EXTRACT PROVIDED:

[Start of Attachment]

Some people call any bad headache a “migraine,” but that’s not the case. Migraine is a very specific type of headache, & is helped by its own special class of medicine. Nobody really knows what causes it, though there are several theories. It often runs in families.
Above all, migraines are cyclical headaches. They come, go, and recur. An attack typically lasts more than four, & less than 72, hours. Of course, there are also what are called “Atypical Migraines,” which act differently (last longer, symptoms are variable, etc.), but are relieved by regular migraine treatment.
The International Headache Society (IHS) diagnoses Migraines if:
- Two of the following four characteristics: 1) pulsating, 2) unilateral (one side of head only), 3) moderate or severe intensity, 4) exacerbated by normal activity; and also
- At least one of the following two characteristics: 1) nausea / vomiting, or 2) photophobia plus phonophobia [both light & sounds make the discomfort much worse].

[End of Attachment]

AVAILABLE DATA:
[Start of Attachment]

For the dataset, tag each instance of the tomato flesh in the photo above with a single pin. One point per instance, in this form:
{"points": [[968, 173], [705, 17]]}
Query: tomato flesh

[End of Attachment]

EXERCISES:
A - From the migraine text, reproduce the passage that begins at the words "Above all, migraines" and stops after "discomfort much worse].".
B - Answer these questions from the migraine text:
(i) How long does a migraine attack typically last?
(ii) How many of the four listed characteristics does the International Headache Society require for a migraine diagnosis?
(iii) What does the text say photophobia plus phonophobia means?

ANSWERS FOR THIS EXERCISE:
A -
Above all, migraines are cyclical headaches. They come, go, and recur. An attack typically lasts more than four, & less than 72, hours. Of course, there are also what are called “Atypical Migraines,” which act differently (last longer, symptoms are variable, etc.), but are relieved by regular migraine treatment.
The International Headache Society (IHS) diagnoses Migraines if:
- Two of the following four characteristics: 1) pulsating, 2) unilateral (one side of head only), 3) moderate or severe intensity, 4) exacerbated by normal activity; and also
- At least one of the following two characteristics: 1) nausea / vomiting, or 2) photophobia plus phonophobia [both light & sounds make the discomfort much worse].

B -
(i) More than four and less than 72 hours.
(ii) Two.
(iii) Both light and sounds make the discomfort much worse.